Document segment:
Re: [tied] *h3 (More deja-vu)

From: Jens Elmegaard Rasmussen
Message: 15908
Date: 2002-10-03

The list of tenuis + H3 showing up as media is way past twenty now. News
will be coming out of Copenhagen in due course. I can say no more without
being indiscrete about the work of others. But it is true that not more
than two examples have been accorded serious international discussion,
viz. píbati and Hamp's Celtic *abon- 'river' as derived from the stem of
Sanskrit a(:)p- 'water' with the "Hoffmann suffix" *-HVn- whose laryngeal
he therefore assumes to be *H3. The 'river' example was published in 1972.
In the Pedersen memorial volume of 1994 Birgit Olsen gave quite a list of
examples of serivatives in -don- and -gon- from stems ending in -t- and
-k-, respectively, but since most of the t's are such that alternate with
-s-, and the k's are from laryngeal hardening Martinet style they have
found no echo, positive or negative. A new instalment is on its way.

Jens

On Wed, 2 Oct 2002, Glen Gordon wrote:

>
> Peter to Jens concerning a voiced *h3:
> >Oh, come, come! It may have been voiced, but there is no consensus of
> >agreement as yet. We do not help our studies if we claim to "know" things
> >that are not yet known, however much we want them to be true.

Given task 1: Count the lines in the records that contain the string "cover", treating uppercase and lowercase as different, and give only that number.
These records have no connection to the mailing-list message.

Dataset entries:
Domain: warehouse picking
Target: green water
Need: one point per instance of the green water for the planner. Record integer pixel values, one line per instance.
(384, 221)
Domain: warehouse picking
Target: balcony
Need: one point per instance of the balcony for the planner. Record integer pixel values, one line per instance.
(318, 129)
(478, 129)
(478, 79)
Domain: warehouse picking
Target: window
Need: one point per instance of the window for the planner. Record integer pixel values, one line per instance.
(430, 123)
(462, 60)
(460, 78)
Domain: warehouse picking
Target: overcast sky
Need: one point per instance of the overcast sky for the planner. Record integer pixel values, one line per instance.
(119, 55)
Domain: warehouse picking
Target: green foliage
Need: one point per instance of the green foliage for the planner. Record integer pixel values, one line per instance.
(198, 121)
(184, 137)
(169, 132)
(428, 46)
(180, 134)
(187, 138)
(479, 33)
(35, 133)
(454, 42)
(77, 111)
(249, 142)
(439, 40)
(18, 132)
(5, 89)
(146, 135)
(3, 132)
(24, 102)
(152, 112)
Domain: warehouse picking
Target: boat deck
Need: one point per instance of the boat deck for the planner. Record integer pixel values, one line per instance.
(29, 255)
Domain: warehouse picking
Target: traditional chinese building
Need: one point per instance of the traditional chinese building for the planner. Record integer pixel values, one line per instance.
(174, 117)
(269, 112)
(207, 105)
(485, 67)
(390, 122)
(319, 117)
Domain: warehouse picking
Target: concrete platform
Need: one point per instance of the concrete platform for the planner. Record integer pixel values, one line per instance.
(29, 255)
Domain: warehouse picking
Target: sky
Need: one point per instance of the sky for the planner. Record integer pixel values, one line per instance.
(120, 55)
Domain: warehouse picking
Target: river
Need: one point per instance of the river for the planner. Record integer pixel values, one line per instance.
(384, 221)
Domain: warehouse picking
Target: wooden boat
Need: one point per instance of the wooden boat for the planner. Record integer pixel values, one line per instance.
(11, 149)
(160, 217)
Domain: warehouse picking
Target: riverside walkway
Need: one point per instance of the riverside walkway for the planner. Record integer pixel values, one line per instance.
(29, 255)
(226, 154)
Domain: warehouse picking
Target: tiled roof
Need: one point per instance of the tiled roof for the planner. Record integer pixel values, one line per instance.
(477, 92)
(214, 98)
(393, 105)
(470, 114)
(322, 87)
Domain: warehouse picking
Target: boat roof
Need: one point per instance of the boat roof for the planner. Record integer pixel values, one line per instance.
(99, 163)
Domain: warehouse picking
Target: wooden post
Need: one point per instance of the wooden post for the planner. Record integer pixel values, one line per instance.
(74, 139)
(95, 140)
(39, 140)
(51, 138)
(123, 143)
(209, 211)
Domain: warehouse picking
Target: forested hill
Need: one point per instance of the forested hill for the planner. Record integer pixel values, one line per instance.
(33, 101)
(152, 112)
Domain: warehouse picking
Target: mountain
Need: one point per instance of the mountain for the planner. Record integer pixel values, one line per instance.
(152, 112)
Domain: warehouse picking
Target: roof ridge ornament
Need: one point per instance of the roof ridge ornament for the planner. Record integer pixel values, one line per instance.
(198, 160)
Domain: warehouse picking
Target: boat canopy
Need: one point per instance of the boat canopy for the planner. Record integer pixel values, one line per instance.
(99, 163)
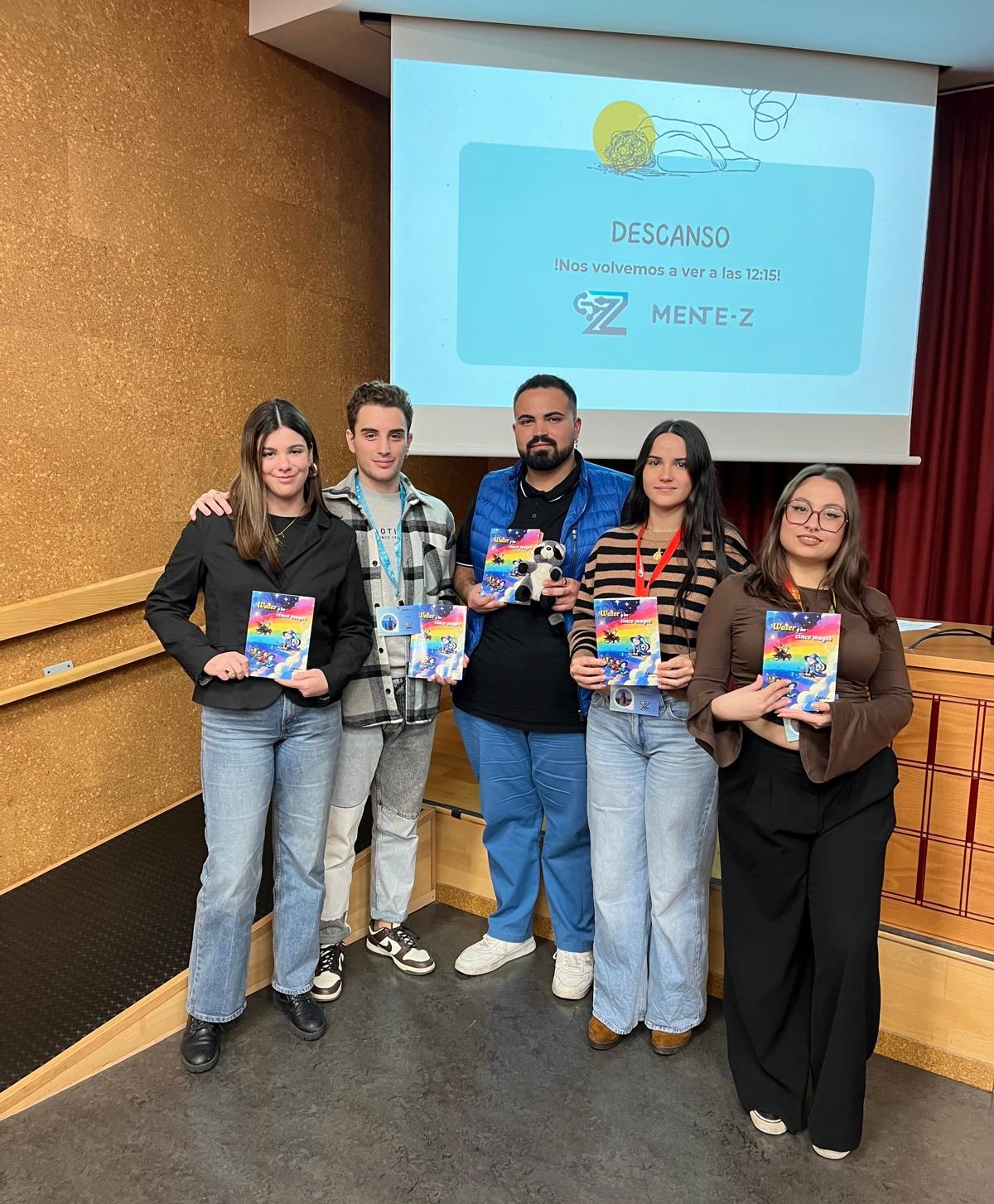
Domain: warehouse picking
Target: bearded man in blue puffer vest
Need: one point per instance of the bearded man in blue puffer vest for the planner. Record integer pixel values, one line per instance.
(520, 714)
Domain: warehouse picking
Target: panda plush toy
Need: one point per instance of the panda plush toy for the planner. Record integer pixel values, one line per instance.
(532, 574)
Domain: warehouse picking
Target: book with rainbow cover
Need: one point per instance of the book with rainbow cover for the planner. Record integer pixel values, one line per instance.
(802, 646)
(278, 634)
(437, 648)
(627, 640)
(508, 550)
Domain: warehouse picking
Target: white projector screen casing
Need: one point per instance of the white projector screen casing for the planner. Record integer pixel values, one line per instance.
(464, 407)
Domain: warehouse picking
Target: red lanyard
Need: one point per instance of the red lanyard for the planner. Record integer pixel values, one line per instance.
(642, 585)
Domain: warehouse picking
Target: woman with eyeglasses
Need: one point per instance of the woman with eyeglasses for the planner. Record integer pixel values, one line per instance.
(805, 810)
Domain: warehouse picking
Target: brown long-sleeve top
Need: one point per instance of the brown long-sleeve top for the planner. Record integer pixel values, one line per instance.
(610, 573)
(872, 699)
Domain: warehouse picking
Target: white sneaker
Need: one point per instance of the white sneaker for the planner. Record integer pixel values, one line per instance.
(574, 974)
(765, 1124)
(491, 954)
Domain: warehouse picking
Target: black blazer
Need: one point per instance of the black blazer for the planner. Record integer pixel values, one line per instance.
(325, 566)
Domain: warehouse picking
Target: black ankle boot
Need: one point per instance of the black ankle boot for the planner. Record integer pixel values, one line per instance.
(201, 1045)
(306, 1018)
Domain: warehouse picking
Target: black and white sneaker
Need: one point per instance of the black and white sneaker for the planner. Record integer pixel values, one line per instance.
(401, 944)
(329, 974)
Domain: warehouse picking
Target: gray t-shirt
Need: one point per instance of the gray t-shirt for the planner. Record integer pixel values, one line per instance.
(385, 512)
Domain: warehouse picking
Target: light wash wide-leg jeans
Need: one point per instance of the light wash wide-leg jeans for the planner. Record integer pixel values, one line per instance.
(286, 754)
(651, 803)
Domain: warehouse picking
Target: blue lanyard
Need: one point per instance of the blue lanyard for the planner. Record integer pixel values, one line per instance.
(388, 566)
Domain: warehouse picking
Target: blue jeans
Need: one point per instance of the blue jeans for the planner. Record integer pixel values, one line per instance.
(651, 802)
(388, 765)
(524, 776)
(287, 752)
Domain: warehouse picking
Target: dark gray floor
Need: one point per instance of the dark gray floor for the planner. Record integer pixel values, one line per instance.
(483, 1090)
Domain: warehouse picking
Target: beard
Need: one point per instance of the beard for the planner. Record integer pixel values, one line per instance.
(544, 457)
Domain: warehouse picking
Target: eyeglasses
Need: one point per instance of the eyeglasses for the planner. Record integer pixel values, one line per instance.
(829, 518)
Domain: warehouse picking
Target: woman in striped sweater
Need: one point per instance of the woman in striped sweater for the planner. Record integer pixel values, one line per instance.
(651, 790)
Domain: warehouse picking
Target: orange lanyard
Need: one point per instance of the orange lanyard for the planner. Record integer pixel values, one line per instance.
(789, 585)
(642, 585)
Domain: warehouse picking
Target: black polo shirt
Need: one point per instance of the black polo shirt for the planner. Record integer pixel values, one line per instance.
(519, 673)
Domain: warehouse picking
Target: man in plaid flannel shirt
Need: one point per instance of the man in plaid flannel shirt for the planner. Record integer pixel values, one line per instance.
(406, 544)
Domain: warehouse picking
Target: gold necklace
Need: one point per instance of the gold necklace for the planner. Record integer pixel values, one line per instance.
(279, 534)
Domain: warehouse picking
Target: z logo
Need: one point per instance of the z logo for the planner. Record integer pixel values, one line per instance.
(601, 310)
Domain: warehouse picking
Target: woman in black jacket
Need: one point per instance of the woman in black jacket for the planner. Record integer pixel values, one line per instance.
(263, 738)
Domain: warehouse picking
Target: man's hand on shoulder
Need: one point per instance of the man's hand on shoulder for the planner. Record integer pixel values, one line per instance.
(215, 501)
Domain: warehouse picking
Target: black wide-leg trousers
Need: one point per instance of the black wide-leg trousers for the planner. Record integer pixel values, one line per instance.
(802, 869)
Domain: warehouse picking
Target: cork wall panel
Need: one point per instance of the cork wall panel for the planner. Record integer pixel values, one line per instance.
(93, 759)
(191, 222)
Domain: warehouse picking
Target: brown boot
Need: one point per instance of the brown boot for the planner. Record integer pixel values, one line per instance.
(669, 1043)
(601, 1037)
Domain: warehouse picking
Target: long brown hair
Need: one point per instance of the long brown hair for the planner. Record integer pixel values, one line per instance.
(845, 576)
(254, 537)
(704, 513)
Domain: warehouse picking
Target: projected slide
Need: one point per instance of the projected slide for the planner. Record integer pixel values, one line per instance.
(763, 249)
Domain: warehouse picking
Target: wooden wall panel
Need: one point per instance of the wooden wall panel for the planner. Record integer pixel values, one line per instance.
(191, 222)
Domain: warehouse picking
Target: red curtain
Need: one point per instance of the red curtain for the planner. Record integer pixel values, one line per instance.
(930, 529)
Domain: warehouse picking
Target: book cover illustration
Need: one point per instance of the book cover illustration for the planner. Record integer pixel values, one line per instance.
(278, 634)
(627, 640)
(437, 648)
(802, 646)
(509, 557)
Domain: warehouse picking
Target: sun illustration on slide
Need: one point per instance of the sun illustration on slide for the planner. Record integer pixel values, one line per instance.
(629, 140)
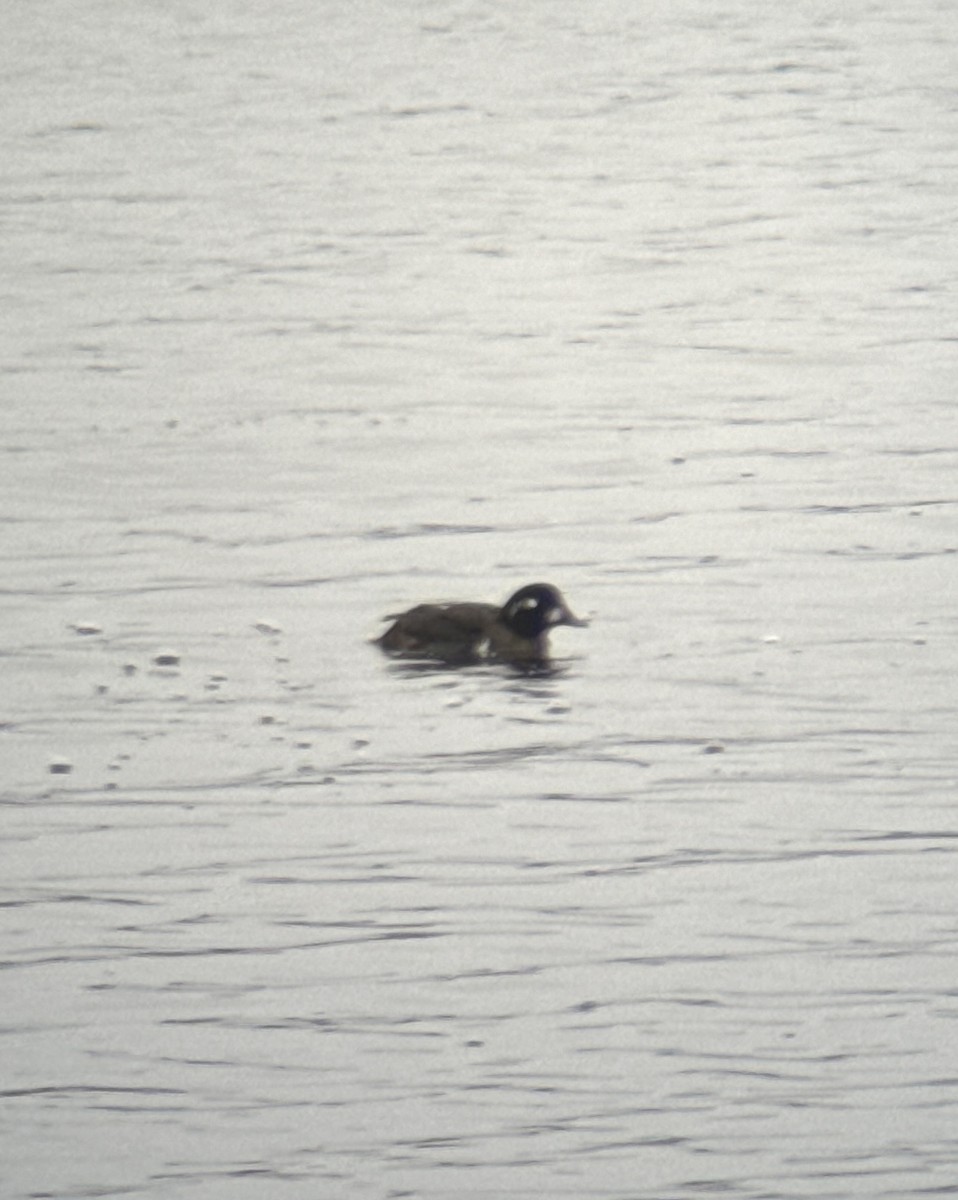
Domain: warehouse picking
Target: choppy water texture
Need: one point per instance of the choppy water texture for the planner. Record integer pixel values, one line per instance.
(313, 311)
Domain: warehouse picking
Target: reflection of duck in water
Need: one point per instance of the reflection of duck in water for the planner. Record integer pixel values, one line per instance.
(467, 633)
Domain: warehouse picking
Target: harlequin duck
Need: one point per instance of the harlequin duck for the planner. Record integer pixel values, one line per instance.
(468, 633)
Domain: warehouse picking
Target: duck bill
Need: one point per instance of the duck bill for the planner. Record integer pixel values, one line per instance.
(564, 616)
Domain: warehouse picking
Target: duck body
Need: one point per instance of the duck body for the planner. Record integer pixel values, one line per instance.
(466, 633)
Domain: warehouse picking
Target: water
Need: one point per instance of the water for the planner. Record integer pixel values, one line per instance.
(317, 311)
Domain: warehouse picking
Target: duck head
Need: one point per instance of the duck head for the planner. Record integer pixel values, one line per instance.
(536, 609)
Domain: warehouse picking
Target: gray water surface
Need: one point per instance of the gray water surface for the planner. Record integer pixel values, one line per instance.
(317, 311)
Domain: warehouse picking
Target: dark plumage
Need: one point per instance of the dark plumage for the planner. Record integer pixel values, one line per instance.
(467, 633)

Given task 2: Please list every distinct year mentioned in the mailing-list message.

Reply 1: 4

Reply 2: 2002, 1972, 1994